Hombres lavando los pies a otros hombres, frotándoles perfume. Cuerpos desnudos, clavados, sufrientes, pero con un gesto calmo en el rostro, casi en trance placentero.

Hace unos años falleció Pascual Condito, un distribuidor de cine bastante peculiar. Buscando ideas nuevas para que la gente vuelva al cine me dijo que le gustaría hacer una función doble de La pasión de Cristo, de Mel Gibson, con El portero de noche, de Liliana Cavani. Que ambas películas compartían el erotismo sado.

El actor que interpretó a Jesús agónico en la película de Gibson dejó de trabajar en cine, tuvo cada vez menos papeles, preso de una maldición. Algo similar sucedió con Robert Powell, el Cristo de Zeffirelli en ese clásico que solían pasar en pascuas o navidades durante décadas, Jesús de Nazareth. Un Cristo de unos ojos de un verde fosforescente. Mi madre, que era fanática de esa película, decía que habían encontrado un actor igualito a Jesús, precioso. Al público no le resultó creíble Robert Powell en otros papeles, lo intentó, pero todas las historias posteriores lo seguían viendo como Jesús, Jesús policía, Jesús abogado y así hasta que desistió.

Hace poco, Gibson anunció que haría una segunda parte de La pasión. Con el mismo actor perjudicado. Y se centraría en la resurrección. Un regreso triunfalista es el proyecto próximo del asesor de Trump. Un Cristo superhéroe a lo Marvel.

¿Por qué acudo a estos cristos para las pascuas cuando no me queda nada o casi nada de algún sentimiento religioso? ¿Por qué siguen pulsando esas imágenes? Esta devoción pagana parecida al fetichismo. No entiendo el misterio.

Acudo a un Cristo más, el de Pier Paolo Pasolini en El Evangelio según San Mateo. La vi en un aula universitaria, con el ruido del proyector de 16 mm. Alejado de la pulcritud de otras representaciones, el Jesús de Pasolini se humaniza, sus cejas no están depiladas, la ropa que lleva está percudida. Al caminar se le acercan los leprosos, los enfermos de ansiedad, los que no tienen consuelo, mujeres y hombres de la calle, con la pobreza tatuada en la cara, hay marcas en cada cuerpo, manos gastadas. Como en su Trilogía de la Vida, Pasolini filma a quienes habitualmente están desplazados del cine o a lo sumo, son el fondo, la masa. Les da entidad y erotismo. 

Su Jesús es uno más del pueblo. En las caminatas se confunde con el tumulto. Muere como un reo común y resucita sin parafernalia, la suya es resurrección concreta, no hay efectos especiales ni rayos ni transformaciones. Reaparece porque está hastiado de la muerte.

──────

Conteste, a partir del fragmento, estas preguntas:
1. ¿Con qué película quería Pascual Condito programar una función doble de La pasión de Cristo?
2. ¿Qué actor interpretó al Cristo de Zeffirelli en Jesús de Nazareth?
3. ¿Dónde se vio El Evangelio según San Mateo, de Pier Paolo Pasolini?
No es necesario consultar los ítems.

──────

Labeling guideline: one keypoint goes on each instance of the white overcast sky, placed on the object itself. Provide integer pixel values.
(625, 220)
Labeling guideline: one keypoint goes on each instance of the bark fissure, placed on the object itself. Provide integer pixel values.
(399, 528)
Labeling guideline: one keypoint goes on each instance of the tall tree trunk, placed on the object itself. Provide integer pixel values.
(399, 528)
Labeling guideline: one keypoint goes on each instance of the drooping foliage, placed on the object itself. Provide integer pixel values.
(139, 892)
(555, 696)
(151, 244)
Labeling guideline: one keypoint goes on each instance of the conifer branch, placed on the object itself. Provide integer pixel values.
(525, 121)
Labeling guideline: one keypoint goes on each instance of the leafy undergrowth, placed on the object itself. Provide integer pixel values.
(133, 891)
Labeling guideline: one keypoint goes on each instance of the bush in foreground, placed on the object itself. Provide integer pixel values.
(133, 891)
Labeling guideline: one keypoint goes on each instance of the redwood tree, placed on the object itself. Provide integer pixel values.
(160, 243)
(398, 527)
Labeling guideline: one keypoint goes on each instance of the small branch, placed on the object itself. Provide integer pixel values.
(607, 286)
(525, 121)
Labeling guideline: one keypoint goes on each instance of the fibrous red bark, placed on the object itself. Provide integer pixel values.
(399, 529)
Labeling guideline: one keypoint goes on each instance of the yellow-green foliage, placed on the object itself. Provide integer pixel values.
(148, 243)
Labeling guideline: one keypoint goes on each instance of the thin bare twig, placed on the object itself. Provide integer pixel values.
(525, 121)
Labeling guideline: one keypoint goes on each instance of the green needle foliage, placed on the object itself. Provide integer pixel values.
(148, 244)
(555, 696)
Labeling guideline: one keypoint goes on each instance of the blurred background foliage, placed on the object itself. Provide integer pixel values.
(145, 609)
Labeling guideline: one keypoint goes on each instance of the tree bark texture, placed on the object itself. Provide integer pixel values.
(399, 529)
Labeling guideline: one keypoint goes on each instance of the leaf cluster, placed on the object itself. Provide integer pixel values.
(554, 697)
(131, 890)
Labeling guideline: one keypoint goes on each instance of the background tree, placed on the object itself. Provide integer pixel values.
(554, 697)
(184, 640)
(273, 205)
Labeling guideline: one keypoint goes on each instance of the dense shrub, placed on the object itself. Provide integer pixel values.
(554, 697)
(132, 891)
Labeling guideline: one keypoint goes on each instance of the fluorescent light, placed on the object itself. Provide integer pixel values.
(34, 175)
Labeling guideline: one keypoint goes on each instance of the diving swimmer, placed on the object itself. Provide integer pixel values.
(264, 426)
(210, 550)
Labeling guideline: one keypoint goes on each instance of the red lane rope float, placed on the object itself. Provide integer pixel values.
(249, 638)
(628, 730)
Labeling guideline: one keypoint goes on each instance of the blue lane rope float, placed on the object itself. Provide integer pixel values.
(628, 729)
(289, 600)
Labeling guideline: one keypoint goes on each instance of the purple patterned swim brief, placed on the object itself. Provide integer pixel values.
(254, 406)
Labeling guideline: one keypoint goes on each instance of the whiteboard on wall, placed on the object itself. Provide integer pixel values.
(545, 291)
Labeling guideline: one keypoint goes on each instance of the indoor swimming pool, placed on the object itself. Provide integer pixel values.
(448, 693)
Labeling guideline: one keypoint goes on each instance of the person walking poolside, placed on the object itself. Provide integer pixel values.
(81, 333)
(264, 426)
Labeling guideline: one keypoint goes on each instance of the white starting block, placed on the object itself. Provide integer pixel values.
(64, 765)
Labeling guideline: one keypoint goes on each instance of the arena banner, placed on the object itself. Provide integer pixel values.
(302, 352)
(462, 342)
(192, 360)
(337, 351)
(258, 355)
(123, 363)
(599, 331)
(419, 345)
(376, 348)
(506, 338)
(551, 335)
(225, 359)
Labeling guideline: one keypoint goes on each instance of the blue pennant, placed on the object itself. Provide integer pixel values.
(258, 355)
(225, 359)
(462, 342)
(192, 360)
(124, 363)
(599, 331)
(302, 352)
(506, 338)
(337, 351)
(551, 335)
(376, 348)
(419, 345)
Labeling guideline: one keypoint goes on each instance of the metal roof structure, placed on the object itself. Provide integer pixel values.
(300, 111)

──────

## Solución
1. Con El portero de noche, de Liliana Cavani.
2. Robert Powell.
3. En un aula universitaria, con el ruido del proyector de 16 mm.